Hustle E2E Stabilization Sprint and Bounty Tracker Init

Posted on Jan 10, 2026

Some days you ship features. Some days you make the tests stop lying to you. January 10th was the second kind.

Fifteen commits across three repos. Thirteen went into the Hustle E2E test suite. The tests weren’t failing — they were flaking. Passing on one run, failing on the next, with no code changes in between. The kind of instability that erodes trust in CI until everyone ignores it.

A flaky test suite is worse than no test suite. No tests means you know you’re flying blind. Flaky tests mean you think you have a safety net, but it has holes you can’t see. Every “retry and it’ll pass” is a small erosion of the habit of treating red CI as a real signal.

The Flake Catalogue

The failures fell into four categories.

Stale selectors. The dashboard had been through a UI refresh in December. Component class names changed, data-testid attributes moved to different elements, and three tests were clicking on selectors that no longer existed. Playwright’s default timeout hid the problem — the tests would wait 30 seconds, fail, and retry. On a good day, the element would load just in time. On a bad day, timeout.

Fixed by auditing every selector in the suite against the current DOM. Twelve selectors updated. Two tests were targeting elements that had been removed entirely — those got rewritten to test the replacement components.

The lesson: every UI change should touch the corresponding test file in the same PR. If you change a component’s structure, the test that clicks on that component needs to change too. This sounds obvious written down. In practice, the UI changes and the tests are in different directories, reviewed by different people, and nobody catches the drift until CI goes red.

Error handling gaps. The billing tests assumed Stripe webhook delivery was synchronous. They’d create a subscription, then immediately check the user’s plan status. In practice, the webhook takes 1-3 seconds to arrive and process. The test would pass when the webhook was fast and fail when it wasn’t.

The fix wasn’t adding sleep statements. It was adding polling with an explicit timeout:

await expect(async () => {
  const plan = await getUserPlan(testUser.id);
  expect(plan.tier).toBe('pro');
}).toPass({ timeout: 10_000 });

Playwright’s toPass retries the assertion block until it succeeds or times out. No arbitrary delays, no false confidence.

Storage state corruption. The test suite used a shared storageState.json for authenticated sessions. When tests ran in parallel, two workers would sometimes write to the same file simultaneously, corrupting the JSON. The next test that read it would parse garbage and fail with a cryptic Playwright error about invalid browser context.

Fixed by giving each parallel worker its own storage state file:

const storageStatePath = `./test-results/storage-${test.info().parallelIndex}.json`;

Firestore field compatibility. The test assertions were checking for fields that existed in the old Prisma schema but had different names in Firestore. createdAt vs created_at. planId vs plan_id. The November Firebase migration changed the field naming convention from camelCase to snake_case, but the test assertions never caught up.

Eight assertions updated to match the Firestore schema. The kind of bug where the tests are “testing” something but actually validating nothing — the field they’re checking doesn’t exist, so the assertion sees undefined and the equality check against undefined passes silently.

**Activities**
**1.** In the post on the Hustle E2E stabilization sprint, rewrite the paragraph that begins "Storage state corruption" as a short list that keeps its main facts.
**2.** Please continue the post on the Hustle E2E stabilization sprint, starting right after its final paragraph.

**Exercise data**

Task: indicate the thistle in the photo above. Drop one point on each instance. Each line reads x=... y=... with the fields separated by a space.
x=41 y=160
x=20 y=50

**Answers to the exercises**
**1.**
- The suite used one shared storageState.json file for authenticated sessions.
- During parallel runs, two workers sometimes wrote to that file at the same moment, which corrupted the JSON.
- The next test to read the file parsed garbage and failed with a cryptic Playwright error about an invalid browser context.

**2.**
This is arguably the most dangerous category. The other three produce visible failures — timeouts, file corruption, selector misses. Schema drift produces invisible passes. The test says green, the field doesn’t exist, and you have zero coverage where you think you have full coverage.

The Pattern

Every one of these failures was a test that passed for the wrong reason or failed for the wrong reason. None of them caught actual application bugs. They were testing their own infrastructure — selector stability, webhook timing, file I/O race conditions, schema drift.

This is the cost of not maintaining tests alongside the code they cover. The UI refresh, the Firebase migration, and the billing integration all shipped without updating the corresponding tests. Each left behind a small landmine. Thirteen landmines later, CI was useless.

The stabilization sprint took most of the day. Not because any individual fix was hard — most were one-line changes to a selector or an assertion. The hard part was diagnosing each flake. You can’t fix a test you can’t reproduce. Running the suite ten times to see which tests fail intermittently, then narrowing down whether the failure is timing, state, or selector-related, is the actual work.

Bounty Tracker Init

Separate from the Hustle work: two commits initializing a bounty tracker project. Basic repo scaffolding — package.json, tsconfig.json, a README.md with the project scope, and an empty src/ directory.

The bounty tracker will aggregate open bounties from GitHub, Algora, and CSV imports into a single prioritized view. The idea is simple: instead of checking three different platforms to see what’s available and what’s worth pursuing, check one dashboard that ranks everything by expected value.

Today was just the foundation. More on this as it develops.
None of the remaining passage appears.